Return every line of the data below verbatim, in the same order, with nothing added or left out.
━━━ Material for the task ━━━
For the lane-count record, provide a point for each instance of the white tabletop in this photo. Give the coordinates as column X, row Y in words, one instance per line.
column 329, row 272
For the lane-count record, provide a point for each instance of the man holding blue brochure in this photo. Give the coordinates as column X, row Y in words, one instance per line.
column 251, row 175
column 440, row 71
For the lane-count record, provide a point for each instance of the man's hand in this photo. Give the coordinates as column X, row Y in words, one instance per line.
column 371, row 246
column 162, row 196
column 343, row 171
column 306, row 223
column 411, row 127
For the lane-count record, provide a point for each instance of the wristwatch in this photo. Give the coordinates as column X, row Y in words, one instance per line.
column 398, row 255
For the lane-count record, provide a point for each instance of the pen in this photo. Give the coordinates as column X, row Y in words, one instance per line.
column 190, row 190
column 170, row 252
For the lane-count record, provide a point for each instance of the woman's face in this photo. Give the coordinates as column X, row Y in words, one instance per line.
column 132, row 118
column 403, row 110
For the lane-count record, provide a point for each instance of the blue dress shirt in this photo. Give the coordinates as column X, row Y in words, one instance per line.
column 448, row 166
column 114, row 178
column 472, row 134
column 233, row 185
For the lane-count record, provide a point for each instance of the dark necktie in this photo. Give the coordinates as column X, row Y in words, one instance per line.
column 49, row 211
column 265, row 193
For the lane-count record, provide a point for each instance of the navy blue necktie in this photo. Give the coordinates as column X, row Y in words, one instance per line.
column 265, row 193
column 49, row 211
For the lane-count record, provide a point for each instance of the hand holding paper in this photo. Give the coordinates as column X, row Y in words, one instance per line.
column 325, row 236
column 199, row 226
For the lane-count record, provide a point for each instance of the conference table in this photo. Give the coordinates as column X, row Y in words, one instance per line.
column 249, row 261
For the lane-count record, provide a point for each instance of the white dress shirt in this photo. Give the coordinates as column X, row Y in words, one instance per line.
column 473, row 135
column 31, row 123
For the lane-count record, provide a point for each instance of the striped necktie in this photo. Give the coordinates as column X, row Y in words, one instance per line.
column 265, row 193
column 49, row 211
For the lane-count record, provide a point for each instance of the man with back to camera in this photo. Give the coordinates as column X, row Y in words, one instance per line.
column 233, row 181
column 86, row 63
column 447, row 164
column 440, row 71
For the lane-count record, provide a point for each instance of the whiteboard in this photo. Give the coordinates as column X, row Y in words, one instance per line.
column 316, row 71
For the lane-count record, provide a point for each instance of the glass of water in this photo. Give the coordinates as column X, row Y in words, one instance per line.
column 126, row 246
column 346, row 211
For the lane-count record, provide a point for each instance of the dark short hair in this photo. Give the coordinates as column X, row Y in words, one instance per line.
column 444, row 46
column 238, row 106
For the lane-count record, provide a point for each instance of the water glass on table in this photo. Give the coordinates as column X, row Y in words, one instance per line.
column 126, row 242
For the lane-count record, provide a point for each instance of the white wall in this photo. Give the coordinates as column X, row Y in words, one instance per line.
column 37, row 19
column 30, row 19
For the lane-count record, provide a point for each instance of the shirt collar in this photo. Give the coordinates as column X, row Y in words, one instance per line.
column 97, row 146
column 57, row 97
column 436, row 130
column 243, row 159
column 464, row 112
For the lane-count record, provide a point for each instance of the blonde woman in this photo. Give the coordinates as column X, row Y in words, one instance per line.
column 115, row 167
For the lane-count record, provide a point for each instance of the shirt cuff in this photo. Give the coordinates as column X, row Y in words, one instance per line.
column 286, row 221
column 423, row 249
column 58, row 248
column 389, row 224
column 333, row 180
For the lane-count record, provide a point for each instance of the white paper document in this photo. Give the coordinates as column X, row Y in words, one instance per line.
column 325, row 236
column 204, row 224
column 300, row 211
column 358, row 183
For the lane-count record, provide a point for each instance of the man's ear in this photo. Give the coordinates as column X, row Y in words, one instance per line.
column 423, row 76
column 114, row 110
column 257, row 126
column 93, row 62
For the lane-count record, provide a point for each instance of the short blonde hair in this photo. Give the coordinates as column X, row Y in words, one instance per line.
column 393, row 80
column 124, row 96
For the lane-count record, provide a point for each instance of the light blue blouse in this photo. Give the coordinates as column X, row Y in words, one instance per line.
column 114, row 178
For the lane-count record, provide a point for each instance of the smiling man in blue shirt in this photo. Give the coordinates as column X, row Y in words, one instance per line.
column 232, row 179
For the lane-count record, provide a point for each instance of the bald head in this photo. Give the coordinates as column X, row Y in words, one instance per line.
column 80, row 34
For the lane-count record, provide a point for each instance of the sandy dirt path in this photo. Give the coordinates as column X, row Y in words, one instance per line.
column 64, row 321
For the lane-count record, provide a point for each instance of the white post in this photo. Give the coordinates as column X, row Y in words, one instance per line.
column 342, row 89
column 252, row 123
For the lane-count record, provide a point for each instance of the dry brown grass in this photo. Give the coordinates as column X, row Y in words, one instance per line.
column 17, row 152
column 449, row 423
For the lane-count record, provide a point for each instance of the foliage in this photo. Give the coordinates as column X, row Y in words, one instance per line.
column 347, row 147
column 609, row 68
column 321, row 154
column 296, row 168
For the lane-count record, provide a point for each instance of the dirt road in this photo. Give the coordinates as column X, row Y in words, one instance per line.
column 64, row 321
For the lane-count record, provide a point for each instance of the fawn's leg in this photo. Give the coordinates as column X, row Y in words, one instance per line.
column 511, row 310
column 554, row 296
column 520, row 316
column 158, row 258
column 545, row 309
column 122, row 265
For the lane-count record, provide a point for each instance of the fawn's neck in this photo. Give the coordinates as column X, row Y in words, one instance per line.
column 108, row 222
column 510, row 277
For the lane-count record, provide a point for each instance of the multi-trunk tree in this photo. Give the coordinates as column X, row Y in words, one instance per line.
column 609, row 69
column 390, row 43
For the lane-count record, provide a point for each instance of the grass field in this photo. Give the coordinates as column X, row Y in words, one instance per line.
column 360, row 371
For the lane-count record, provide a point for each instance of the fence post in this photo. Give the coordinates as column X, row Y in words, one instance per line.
━━━
- Written answer
For the lane-count record, provide a point for each instance of the white tabletop in this photo. Give the coordinates as column X, row Y in words, one instance per line.
column 329, row 272
For the lane-count record, provide a point for each instance of the man holding blue brochure in this photo. Give the coordinates as column X, row Y in words, one instance per line.
column 251, row 175
column 440, row 71
For the lane-count record, provide a point for each instance of the man's hand in this photo. Give the coordinates as column X, row Y in words, one instance per line.
column 371, row 246
column 162, row 196
column 343, row 171
column 306, row 223
column 411, row 127
For the lane-count record, provide a point for each instance of the wristwatch in this photo. Give the coordinates as column X, row Y in words, one instance per line.
column 398, row 255
For the lane-count record, provide a point for each instance of the pen in this photo. Give the coordinates as column X, row Y in words, one instance per line.
column 190, row 190
column 170, row 252
For the lane-count record, provide a point for each instance of the woman's face in this photo. Give the coordinates as column X, row Y in words, one instance per line.
column 132, row 118
column 403, row 110
For the lane-count record, provide a point for each instance of the blue dress shirt in this photo. Give the coordinates as column X, row Y in words, one instance per line.
column 448, row 166
column 114, row 178
column 472, row 134
column 233, row 185
For the lane-count record, provide a point for each instance of the dark necktie in this photo. Give the coordinates as column X, row Y in words, one instance per line.
column 49, row 211
column 265, row 193
For the lane-count record, provide a point for each instance of the navy blue necktie in this photo. Give the coordinates as column X, row Y in words, one instance per line.
column 265, row 193
column 49, row 211
For the lane-count record, provide a point for each instance of the hand holding paper in this photo. Give the coordinates as column X, row Y in words, one instance per line.
column 325, row 236
column 199, row 226
For the lane-count record, provide a point for each instance of the conference table in this photo. Give the coordinates as column X, row Y in words, one instance per line.
column 249, row 261
For the lane-count record, provide a point for each instance of the white dress shirt in this photo. Give the coordinates as column X, row Y in words, one instance per line.
column 473, row 135
column 31, row 123
For the lane-count record, provide a point for each instance of the striped necktie in this photo. Give the coordinates as column X, row Y in words, one instance per line.
column 265, row 193
column 49, row 211
For the lane-count record, provide a point for each instance of the man with back to camera in this photo. Give the coordinates as column X, row Y in words, one instance per line.
column 233, row 181
column 86, row 63
column 447, row 164
column 440, row 71
For the lane-count record, provide a point for each instance of the whiteboard in this photo. Give the coordinates as column X, row Y in words, one instance per line.
column 316, row 71
For the lane-count record, provide a point for each instance of the glass of water in this photo. Give the coordinates as column X, row Y in words, one instance per line.
column 126, row 246
column 346, row 211
For the lane-count record, provide a point for each instance of the dark short hair in this photo. Give the coordinates as column X, row Y in words, one instance per line.
column 444, row 46
column 238, row 106
For the lane-count record, provide a point for each instance of the water glass on table in this photo. Give the coordinates as column X, row Y in words, one instance per line.
column 126, row 242
For the lane-count record, provide a point for each instance of the white wall in this photo. Give the coordinates as column X, row Y in words, one instance per line.
column 37, row 19
column 30, row 19
For the lane-count record, provide a point for each instance of the shirt collar in this photo. Give the coordinates as column X, row Y in words, one instance per line.
column 97, row 146
column 57, row 97
column 436, row 130
column 243, row 159
column 464, row 112
For the lane-count record, provide a point for each instance of the blonde woman in this photo. Give the coordinates as column X, row Y in words, one instance per line.
column 115, row 167
For the lane-count record, provide a point for each instance of the shirt cuff in this photo. Give the coordinates as column X, row Y in words, one instance per line.
column 286, row 221
column 423, row 249
column 58, row 248
column 389, row 224
column 333, row 180
For the lane-count record, provide a point for each instance of the white paper document in this photo. Give the coordinates as column X, row Y in words, one instance per line.
column 325, row 236
column 204, row 224
column 300, row 211
column 358, row 183
For the lane-count record, provide a point for each instance of the man's ear in this photo. Give the coordinates as column X, row Y in words, one instance per line.
column 423, row 76
column 114, row 110
column 257, row 126
column 93, row 62
For the lane-count record, provide a point for each instance of the short blonde hair in this photo. Give the coordinates as column X, row Y in words, one instance per line.
column 393, row 80
column 124, row 96
For the lane-count record, provide a point for each instance of the light blue blouse in this photo. Give the coordinates as column X, row Y in words, one instance per line.
column 114, row 178
For the lane-count record, provide a point for each instance of the smiling man in blue shirt in this photo. Give the coordinates as column X, row Y in words, one instance per line.
column 232, row 179
For the lane-count record, provide a point for each instance of the bald head in this photo. Give the coordinates as column X, row Y in words, one instance per line.
column 80, row 34
For the lane-count record, provide a point for each instance of the sandy dirt path in this photo. Give the coordinates as column X, row Y in words, one instance per line.
column 64, row 321
For the lane-count record, provide a point for each instance of the white post in this photo. Give the coordinates as column X, row Y in words, one instance per line.
column 342, row 89
column 252, row 123
For the lane-count record, provide a point for each instance of the dry brown grass in this photo. Give the coordinates as column X, row Y in words, one instance per line.
column 17, row 152
column 449, row 423
For the lane-count record, provide a point for each instance of the foliage in this photo. Give the coordinates as column X, row Y in words, one instance per line.
column 347, row 147
column 609, row 68
column 321, row 154
column 296, row 168
For the lane-count record, provide a point for each instance of the dirt road in this photo. Give the coordinates as column X, row Y in words, one instance per line.
column 64, row 321
For the lane-count record, provide a point for each instance of the fawn's leg in this photo. Give the coordinates as column X, row Y in words, one instance per line.
column 511, row 310
column 554, row 296
column 520, row 316
column 158, row 258
column 545, row 309
column 122, row 265
For the lane-count record, provide a point for each instance of the fawn's neck in this photo. Give the coordinates as column X, row Y in words, one instance per line.
column 108, row 222
column 510, row 277
For the lane-count record, provide a point for each instance of the multi-trunk tree in this photo. Give the coordinates as column X, row Y in words, one instance per line.
column 609, row 69
column 390, row 43
For the lane-count record, provide a point for each instance of the grass field in this photo. Give the coordinates as column X, row Y in words, one instance per line.
column 360, row 371
For the lane-count record, provide a point for each instance of the fence post in this photo. Give the coordinates as column X, row Y in words, one instance per line.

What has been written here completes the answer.